Task goal:
Find the line with "Query: grass verge". Transcribe it and each later line of the data exactly, up to and including the last.

Records shown:
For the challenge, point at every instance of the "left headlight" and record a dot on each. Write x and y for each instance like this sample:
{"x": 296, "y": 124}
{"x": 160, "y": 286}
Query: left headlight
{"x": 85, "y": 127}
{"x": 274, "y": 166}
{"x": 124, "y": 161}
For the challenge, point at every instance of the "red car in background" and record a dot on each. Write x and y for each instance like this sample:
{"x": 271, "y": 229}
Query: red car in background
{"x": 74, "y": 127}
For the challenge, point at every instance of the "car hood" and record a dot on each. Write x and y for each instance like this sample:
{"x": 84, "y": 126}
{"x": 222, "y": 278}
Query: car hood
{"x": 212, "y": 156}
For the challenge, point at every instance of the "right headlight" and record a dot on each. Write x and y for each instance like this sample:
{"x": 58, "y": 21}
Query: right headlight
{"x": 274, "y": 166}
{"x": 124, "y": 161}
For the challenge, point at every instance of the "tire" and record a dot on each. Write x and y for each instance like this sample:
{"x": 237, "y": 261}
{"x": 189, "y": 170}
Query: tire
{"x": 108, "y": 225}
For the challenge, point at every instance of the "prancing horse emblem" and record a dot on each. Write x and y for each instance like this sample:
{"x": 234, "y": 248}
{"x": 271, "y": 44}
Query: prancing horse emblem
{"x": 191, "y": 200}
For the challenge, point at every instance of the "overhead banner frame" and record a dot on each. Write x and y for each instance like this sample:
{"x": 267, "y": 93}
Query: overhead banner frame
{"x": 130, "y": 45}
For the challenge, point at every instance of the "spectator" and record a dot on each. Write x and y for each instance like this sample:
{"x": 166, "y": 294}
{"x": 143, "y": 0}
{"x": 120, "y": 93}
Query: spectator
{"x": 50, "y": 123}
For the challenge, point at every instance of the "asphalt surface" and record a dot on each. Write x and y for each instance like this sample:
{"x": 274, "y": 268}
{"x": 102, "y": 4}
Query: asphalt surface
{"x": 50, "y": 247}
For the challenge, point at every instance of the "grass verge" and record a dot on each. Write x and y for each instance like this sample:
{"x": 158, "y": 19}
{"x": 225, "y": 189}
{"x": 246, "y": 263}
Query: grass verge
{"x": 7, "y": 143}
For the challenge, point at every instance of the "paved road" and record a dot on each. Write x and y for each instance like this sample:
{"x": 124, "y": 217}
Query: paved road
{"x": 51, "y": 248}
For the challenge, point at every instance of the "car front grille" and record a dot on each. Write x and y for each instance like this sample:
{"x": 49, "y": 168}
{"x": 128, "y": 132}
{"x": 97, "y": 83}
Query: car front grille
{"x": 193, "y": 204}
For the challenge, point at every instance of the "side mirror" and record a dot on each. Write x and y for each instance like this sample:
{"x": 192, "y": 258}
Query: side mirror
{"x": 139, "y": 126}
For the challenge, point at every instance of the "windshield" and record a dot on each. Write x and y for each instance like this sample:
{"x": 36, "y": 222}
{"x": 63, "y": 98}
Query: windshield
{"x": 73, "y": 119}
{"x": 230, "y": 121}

Output for this task:
Query: grass verge
{"x": 7, "y": 143}
For the challenge, point at every instance of the "paved road" and record a dot on each. Write x and y for each instance like this sample:
{"x": 124, "y": 217}
Query: paved road
{"x": 51, "y": 248}
For the challenge, point at every instance of the "car front grille" and record a dot on each. Write x and y for each instance like this sample:
{"x": 49, "y": 168}
{"x": 128, "y": 132}
{"x": 97, "y": 83}
Query: car front grille
{"x": 193, "y": 204}
For the challenge, point at every instance of the "side mirror" and record a dot on each. Write x and y for each instance like this sample:
{"x": 192, "y": 258}
Query: side mirror
{"x": 139, "y": 126}
For the challenge, point at every instance of the "windshield" and record a dot on each. Write x and y for each instance like this sample:
{"x": 36, "y": 222}
{"x": 63, "y": 98}
Query: windshield
{"x": 73, "y": 119}
{"x": 230, "y": 121}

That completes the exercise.